• Page extract:

++++++++++++++++++++

To be frank, meeting the Lord is a great blessing. I have only met him once in person.

Speaker A:

I've met some.

Speaker B:

I'm good for you to have only been in our church for about 16 hours and he already wants to meet you. That is no small.

Speaker A:

And I know I am nothing worthy.

Speaker B:

Lord Ash. Rafael knows better than us.

Speaker E:

You would rather get back on the road?

Speaker B:

How about we discuss after the purification? He is a danger to you as much as he is to us currently.

Speaker E:

I have faith in our ability to handle him.

Speaker B:

If I'm not mistaken, you handled the last one. Largely because he was a damage suck.

Speaker E:

We'll figure it out.

Speaker B:

She got bitten.

Speaker E:

How about this? I have faith in our ability to figure it out. We are good at that.

Speaker B:

You are the cursed. What say you? Are you going to disappoint me as much as your compatriots?

Speaker C:

Oh, it's not you I'm worried about. Disappointing, friend. Your opinion of me makes no difference. What I worry about is being controlled.

Speaker B:

You won't be controlled. You'll be purified.

Speaker C:

You keep saying that as if it means something. What does that mean?

Speaker B:

You will be purified of your transgressions. You will no longer be cursed. At minimum.

Speaker A:

Could that be maximum too?

Speaker B:

Depends on how many transgressions weigh upon his soul. I know of your recent exploits. I do not know of your past. I know you are a military man. The military men from my world have many a transgression to be repentant of. I think it's the word.

++++++++++++++++++++

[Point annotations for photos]
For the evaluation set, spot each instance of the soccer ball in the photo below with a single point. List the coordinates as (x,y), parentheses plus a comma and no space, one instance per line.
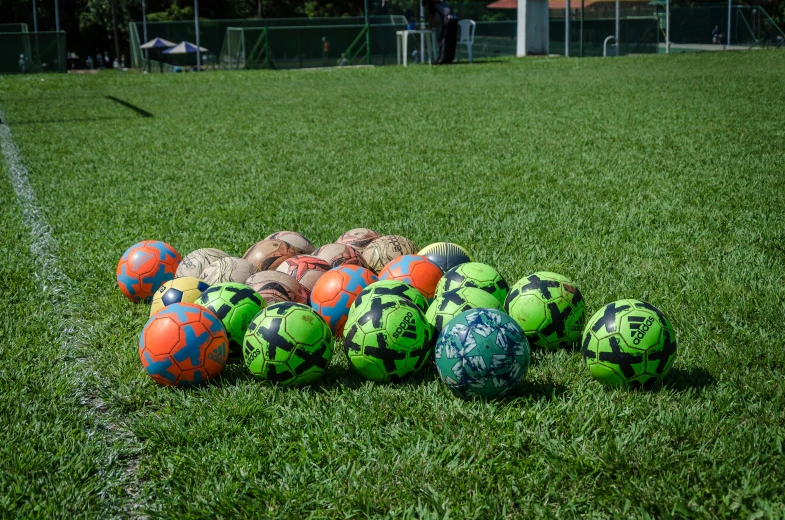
(339,254)
(451,303)
(269,254)
(235,304)
(482,353)
(390,288)
(183,345)
(334,293)
(180,290)
(549,308)
(358,238)
(629,343)
(417,271)
(288,344)
(384,250)
(302,244)
(145,267)
(477,275)
(195,262)
(387,339)
(276,287)
(229,269)
(445,254)
(306,269)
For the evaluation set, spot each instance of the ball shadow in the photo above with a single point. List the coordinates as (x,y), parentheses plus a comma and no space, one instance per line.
(695,379)
(539,390)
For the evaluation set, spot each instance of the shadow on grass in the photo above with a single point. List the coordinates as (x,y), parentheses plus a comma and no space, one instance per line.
(696,379)
(539,390)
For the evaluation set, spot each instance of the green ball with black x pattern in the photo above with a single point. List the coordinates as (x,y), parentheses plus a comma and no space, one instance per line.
(235,304)
(288,344)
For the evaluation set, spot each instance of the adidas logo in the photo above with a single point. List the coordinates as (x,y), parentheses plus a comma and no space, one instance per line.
(407,327)
(639,326)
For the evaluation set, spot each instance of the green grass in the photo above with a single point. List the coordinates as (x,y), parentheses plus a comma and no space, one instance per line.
(659,178)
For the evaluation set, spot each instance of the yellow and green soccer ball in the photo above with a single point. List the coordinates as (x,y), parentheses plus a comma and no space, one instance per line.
(235,304)
(451,303)
(387,339)
(477,275)
(629,343)
(288,344)
(549,308)
(390,288)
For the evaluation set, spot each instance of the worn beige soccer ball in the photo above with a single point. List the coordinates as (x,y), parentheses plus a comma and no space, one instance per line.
(229,269)
(384,249)
(275,287)
(195,262)
(269,254)
(295,239)
(339,254)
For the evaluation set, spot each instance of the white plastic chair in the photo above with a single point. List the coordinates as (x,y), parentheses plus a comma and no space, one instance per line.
(467,35)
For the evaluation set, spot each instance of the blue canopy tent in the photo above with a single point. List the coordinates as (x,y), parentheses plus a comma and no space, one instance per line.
(158,44)
(185,48)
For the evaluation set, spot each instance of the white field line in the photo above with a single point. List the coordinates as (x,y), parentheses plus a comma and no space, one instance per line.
(73,333)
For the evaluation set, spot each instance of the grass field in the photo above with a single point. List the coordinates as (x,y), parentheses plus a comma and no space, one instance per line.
(659,178)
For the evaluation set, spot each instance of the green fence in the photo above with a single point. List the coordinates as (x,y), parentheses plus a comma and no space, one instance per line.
(30,52)
(319,42)
(295,42)
(287,47)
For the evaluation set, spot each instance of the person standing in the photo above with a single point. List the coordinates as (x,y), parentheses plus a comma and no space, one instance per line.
(441,16)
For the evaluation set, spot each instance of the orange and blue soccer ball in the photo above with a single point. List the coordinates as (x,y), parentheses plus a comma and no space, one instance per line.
(336,290)
(145,267)
(183,344)
(418,271)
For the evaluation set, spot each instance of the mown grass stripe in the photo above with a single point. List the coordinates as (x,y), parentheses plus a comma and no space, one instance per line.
(74,331)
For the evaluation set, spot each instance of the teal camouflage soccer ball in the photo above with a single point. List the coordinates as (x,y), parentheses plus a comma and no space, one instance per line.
(235,304)
(451,303)
(482,353)
(629,343)
(288,344)
(390,288)
(549,308)
(477,275)
(387,338)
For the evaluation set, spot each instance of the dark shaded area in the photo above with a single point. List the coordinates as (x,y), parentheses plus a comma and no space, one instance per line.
(140,111)
(64,121)
(693,378)
(547,390)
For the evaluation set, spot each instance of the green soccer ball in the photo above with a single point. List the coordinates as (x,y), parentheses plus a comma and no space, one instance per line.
(387,339)
(235,304)
(451,303)
(482,353)
(390,288)
(549,308)
(288,344)
(474,274)
(629,343)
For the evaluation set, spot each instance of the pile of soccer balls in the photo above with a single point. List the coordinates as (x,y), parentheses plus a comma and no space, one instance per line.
(285,305)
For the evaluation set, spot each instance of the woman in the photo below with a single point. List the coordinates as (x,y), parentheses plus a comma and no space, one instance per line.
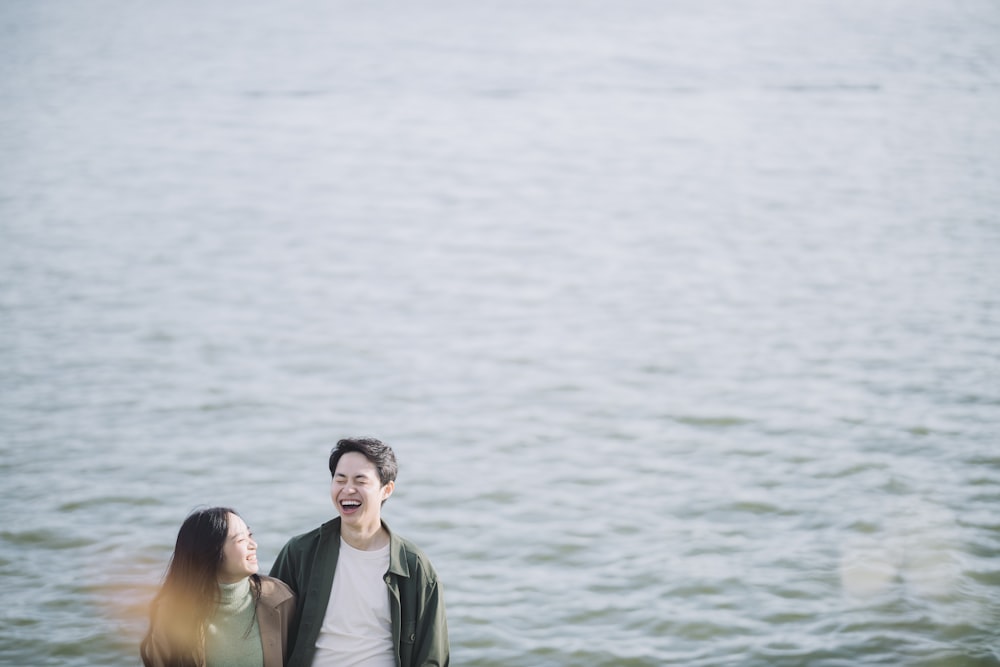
(213,609)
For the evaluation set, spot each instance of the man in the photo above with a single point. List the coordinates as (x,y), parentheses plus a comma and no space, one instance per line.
(366,596)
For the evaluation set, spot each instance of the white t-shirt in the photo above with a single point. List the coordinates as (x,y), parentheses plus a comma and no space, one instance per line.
(357,628)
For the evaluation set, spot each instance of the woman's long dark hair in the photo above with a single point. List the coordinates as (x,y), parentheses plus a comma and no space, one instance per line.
(190,590)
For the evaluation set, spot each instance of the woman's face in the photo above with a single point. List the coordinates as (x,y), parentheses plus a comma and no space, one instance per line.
(239,554)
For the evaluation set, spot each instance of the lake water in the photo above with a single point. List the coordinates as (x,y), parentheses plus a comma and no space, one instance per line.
(683,317)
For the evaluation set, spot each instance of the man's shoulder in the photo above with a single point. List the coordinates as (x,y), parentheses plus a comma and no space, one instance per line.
(311,538)
(416,558)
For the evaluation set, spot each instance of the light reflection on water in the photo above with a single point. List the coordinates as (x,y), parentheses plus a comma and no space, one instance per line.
(682,319)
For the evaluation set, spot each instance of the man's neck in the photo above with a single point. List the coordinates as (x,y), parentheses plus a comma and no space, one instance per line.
(365,538)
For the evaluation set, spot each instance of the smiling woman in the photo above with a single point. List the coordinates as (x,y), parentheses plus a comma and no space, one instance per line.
(213,607)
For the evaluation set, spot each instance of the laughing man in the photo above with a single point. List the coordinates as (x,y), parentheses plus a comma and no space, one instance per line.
(366,596)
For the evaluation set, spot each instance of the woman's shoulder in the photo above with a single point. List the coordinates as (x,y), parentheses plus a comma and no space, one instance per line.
(274,590)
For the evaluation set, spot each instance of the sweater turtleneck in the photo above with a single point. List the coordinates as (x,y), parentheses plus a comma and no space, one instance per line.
(233,637)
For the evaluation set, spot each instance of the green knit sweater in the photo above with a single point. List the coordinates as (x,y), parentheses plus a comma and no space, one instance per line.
(227,640)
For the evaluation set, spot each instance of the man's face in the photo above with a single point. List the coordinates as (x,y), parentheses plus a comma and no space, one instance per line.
(357,491)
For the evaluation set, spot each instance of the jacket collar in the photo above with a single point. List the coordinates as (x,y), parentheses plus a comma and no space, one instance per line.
(397,551)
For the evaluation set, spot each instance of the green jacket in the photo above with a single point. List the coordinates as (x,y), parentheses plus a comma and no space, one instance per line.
(416,603)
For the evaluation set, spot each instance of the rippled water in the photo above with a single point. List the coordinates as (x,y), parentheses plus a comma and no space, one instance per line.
(683,317)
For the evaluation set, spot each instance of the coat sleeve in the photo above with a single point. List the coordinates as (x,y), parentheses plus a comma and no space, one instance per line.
(431,645)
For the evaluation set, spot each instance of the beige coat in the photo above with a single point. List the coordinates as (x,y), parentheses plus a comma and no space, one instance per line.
(275,612)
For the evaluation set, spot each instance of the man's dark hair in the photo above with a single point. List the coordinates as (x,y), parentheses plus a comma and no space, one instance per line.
(372,449)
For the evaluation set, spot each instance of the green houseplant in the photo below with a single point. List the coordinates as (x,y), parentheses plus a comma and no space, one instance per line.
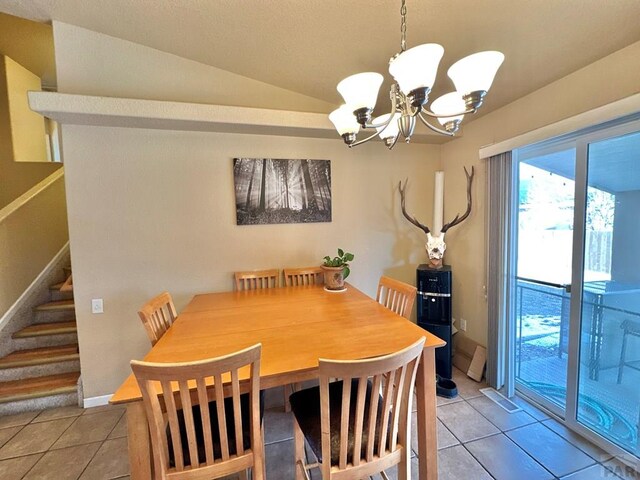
(336,269)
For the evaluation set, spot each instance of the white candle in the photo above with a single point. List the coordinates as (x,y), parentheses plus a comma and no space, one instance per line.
(438,203)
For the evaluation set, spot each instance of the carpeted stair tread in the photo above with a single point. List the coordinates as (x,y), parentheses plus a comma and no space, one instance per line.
(38,387)
(40,356)
(41,329)
(56,306)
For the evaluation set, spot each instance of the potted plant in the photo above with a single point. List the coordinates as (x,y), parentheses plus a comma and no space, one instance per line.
(336,269)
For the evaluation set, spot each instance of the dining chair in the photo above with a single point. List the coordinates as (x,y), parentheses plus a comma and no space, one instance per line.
(257,279)
(303,276)
(297,277)
(397,296)
(157,316)
(355,428)
(190,442)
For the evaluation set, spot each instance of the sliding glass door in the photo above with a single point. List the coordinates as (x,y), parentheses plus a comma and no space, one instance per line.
(608,389)
(576,291)
(544,233)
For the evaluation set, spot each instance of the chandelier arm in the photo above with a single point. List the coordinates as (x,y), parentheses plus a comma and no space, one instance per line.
(393,143)
(386,124)
(364,140)
(435,129)
(394,109)
(429,113)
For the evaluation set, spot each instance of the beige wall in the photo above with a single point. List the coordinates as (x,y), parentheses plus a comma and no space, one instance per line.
(96,64)
(27,126)
(31,45)
(607,80)
(30,237)
(153,210)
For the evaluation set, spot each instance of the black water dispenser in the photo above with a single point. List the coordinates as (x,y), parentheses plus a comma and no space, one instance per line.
(434,315)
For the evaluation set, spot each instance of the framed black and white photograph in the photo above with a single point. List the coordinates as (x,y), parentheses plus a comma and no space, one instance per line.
(270,190)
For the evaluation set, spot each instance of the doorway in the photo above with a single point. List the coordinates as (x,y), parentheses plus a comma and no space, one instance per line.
(576,291)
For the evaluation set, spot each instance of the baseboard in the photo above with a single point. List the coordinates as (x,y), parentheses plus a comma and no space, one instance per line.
(33,285)
(96,401)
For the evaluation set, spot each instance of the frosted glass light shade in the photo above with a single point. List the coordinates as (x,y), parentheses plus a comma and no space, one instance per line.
(392,129)
(449,103)
(360,90)
(344,120)
(417,67)
(475,72)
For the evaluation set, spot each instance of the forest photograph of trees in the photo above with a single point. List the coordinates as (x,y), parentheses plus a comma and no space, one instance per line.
(270,190)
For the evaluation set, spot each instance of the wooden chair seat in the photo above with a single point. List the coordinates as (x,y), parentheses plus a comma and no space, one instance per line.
(190,442)
(305,406)
(358,426)
(245,409)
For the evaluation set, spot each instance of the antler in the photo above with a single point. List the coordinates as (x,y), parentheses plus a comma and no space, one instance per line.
(404,211)
(459,219)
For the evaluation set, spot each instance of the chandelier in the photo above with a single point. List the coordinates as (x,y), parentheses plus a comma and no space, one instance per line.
(414,72)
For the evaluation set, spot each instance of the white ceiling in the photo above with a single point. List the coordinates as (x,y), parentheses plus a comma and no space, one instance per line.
(307,46)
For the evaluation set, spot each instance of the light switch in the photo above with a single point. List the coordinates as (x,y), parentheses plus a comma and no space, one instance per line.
(96,305)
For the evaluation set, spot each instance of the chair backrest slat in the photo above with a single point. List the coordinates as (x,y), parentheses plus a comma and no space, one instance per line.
(205,418)
(222,417)
(258,279)
(388,410)
(157,315)
(185,400)
(171,414)
(174,425)
(294,277)
(344,421)
(397,296)
(235,387)
(373,417)
(359,420)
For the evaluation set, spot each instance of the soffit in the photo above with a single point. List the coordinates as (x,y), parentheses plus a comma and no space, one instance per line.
(308,46)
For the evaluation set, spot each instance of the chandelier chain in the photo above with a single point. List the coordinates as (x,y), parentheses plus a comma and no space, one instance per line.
(403,26)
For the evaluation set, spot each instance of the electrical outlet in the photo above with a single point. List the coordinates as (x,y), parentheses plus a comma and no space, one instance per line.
(97,305)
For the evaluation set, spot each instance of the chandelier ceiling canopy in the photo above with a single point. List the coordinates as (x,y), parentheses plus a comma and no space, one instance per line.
(414,71)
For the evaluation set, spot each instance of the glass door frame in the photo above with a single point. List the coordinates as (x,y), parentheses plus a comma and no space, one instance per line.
(577,278)
(569,417)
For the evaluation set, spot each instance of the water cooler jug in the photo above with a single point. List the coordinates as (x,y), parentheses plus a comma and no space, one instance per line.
(434,315)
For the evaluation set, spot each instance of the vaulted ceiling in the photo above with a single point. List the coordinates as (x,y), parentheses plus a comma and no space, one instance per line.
(307,46)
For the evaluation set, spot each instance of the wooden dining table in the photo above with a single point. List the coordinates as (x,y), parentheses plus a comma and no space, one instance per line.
(296,326)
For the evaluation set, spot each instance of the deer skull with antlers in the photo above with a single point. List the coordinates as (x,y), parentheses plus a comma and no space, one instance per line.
(435,242)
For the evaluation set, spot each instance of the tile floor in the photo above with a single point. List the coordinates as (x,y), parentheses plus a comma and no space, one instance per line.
(476,440)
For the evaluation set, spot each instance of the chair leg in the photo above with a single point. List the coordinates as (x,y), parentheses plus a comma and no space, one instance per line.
(298,439)
(258,471)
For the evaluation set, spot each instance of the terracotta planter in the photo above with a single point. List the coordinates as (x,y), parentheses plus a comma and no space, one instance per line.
(333,278)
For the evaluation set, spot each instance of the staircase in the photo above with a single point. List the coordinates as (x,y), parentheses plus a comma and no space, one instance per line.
(43,366)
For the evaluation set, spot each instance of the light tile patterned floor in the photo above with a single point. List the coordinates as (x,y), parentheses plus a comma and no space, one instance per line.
(477,440)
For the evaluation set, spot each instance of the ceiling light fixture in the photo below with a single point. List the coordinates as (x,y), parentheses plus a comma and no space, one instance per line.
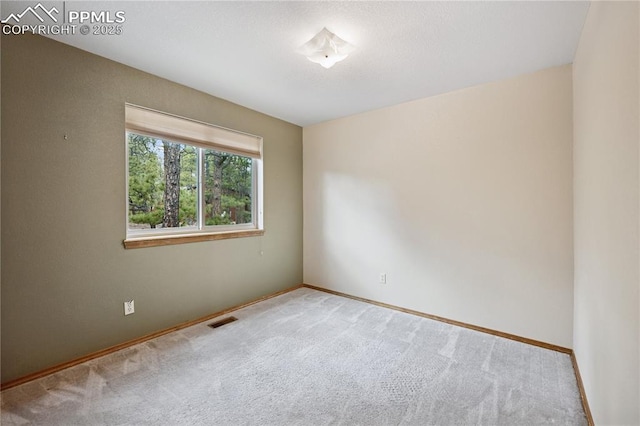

++++++++++++++++++++

• What you are asked to do:
List each distinct speaker label in the dialogue transcript once, in the order each first appears. Rely only on the dialogue transcript.

• Full response:
Speaker A, Speaker B, Speaker E, Speaker C